DIRECTIONS =
a: According to the award page, how large is the stipend that comes with the award?
b: Convert part of the records into a Markdown table with the columns Row and Line. Start at the line in the records that contains "Rules: pick out each instance of the tile" and stop after the line that contains "[[410, 63]]". Leave out any blank lines.

— START PAGE TEXT —

# Justin Jankunas Doctoral Dissertation Award in Chemical Physics

Please honor Justin’s legacy with your donation to support the endowment of this award. Your gift will help to encourage and recognize other promising chemical physicists.

In 2015, the APS Division of Chemical Physics (DCP) renamed the division’s new doctoral thesis award as the Justin Jankunas Doctoral Dissertation Award in Chemical Physics. The renaming, established with friends, family, and colleagues of Justin Jankunas, honors his memory and work as a promising young chemical physicist at the beginning of a promising career.

## Help Us Reach Our Goal

The annual award recognizes the best doctoral dissertation in any area of chemical physics and consists of:

• A stipend of $1,500 • A certificate citing the contributions of the recipient • A travel allowance of up to$1,000 for the awardee to travel to the APS March Meeting to receive the award and give an oral presentation describing his or her doctoral research

Justin died tragically in a motorcycle accident in May 2015 at the age of 30. In his short life, Justin published 19 papers in molecular reaction dynamics from work as a grad student at Stanford University and one year as a postdoctoral fellow at the Ecole Polytechnique Federale de Lausanne (EPFL), in Lausanne, Switzerland.

— END PAGE TEXT —
— START EXTRACTED INFORMATION —

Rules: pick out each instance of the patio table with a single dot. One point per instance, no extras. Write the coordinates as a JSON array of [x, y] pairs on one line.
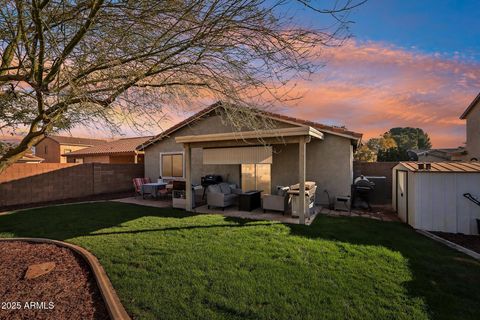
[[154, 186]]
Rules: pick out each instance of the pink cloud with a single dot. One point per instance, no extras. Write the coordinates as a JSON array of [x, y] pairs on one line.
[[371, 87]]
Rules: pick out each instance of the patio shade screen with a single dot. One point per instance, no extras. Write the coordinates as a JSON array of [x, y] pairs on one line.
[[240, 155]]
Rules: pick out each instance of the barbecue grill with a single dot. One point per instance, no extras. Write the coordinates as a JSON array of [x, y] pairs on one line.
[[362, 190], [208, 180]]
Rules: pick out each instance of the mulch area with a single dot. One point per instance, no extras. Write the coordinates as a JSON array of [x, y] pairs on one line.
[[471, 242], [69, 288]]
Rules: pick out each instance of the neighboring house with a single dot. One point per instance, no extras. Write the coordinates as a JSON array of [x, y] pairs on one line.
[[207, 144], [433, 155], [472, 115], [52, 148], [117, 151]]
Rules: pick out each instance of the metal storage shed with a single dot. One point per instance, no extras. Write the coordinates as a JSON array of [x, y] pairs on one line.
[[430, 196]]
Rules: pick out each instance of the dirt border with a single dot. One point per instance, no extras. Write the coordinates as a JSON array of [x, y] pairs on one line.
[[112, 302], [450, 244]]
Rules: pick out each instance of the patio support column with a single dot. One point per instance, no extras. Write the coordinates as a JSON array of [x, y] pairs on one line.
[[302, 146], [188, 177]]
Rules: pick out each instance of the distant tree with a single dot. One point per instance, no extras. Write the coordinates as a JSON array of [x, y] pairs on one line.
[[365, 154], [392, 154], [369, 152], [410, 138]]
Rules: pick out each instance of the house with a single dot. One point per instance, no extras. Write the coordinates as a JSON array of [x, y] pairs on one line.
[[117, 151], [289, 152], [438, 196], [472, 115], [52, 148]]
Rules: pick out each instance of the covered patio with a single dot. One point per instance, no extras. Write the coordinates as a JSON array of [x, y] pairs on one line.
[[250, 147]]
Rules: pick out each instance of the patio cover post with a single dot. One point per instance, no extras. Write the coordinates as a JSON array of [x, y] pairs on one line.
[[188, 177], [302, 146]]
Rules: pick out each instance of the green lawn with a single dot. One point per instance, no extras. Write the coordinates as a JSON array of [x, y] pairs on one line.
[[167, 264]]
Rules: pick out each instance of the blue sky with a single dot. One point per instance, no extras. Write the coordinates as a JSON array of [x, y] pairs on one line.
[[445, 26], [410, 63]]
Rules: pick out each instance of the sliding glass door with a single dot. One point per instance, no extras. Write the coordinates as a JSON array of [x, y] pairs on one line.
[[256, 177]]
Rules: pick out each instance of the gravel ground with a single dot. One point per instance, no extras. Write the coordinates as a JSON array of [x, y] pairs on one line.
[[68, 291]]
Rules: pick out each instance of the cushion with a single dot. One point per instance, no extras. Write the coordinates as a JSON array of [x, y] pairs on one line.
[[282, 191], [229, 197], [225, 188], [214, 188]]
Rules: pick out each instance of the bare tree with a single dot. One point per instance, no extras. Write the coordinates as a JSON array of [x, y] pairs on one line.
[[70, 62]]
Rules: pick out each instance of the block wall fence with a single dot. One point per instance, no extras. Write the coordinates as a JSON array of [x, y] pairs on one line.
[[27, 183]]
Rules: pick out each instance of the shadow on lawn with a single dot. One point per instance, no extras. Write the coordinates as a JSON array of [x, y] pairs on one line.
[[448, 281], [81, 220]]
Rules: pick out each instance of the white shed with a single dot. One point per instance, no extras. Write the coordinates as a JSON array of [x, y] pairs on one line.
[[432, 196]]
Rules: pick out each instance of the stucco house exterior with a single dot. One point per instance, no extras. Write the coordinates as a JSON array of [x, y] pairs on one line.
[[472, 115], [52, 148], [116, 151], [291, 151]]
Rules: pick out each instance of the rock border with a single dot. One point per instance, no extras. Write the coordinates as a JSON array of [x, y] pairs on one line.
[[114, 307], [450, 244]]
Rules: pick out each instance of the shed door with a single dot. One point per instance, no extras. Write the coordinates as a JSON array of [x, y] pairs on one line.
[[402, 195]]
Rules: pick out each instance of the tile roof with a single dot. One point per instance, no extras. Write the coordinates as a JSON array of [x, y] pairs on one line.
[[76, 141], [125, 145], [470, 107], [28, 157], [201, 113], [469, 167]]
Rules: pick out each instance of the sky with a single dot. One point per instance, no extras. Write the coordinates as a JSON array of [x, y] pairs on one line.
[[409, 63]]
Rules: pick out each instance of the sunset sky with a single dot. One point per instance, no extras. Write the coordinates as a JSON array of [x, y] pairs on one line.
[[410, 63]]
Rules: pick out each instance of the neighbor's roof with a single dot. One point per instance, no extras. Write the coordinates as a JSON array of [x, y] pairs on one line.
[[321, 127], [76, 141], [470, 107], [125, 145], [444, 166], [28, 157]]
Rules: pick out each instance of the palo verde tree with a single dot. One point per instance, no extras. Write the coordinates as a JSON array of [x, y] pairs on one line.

— END EXTRACTED INFORMATION —

RESPONSES TO THE EXERCISE =
a: $1,500

b:
| Row | Line |
|---|---|
| 1 | Rules: pick out each instance of the tile roof with a single dot. One point per instance, no extras. Write the coordinates as a JSON array of [x, y] pairs on one line. |
| 2 | [[76, 141], [125, 145], [470, 107], [28, 157], [201, 113], [469, 167]] |
| 3 | Rules: pick out each instance of the sky with a single dot. One point per instance, no extras. Write the coordinates as a JSON array of [x, y] pairs on one line. |
| 4 | [[409, 63]] |
| 5 | Rules: pick out each instance of the sunset sky with a single dot. One point per instance, no extras. Write the coordinates as a JSON array of [x, y] pairs on one line. |
| 6 | [[410, 63]] |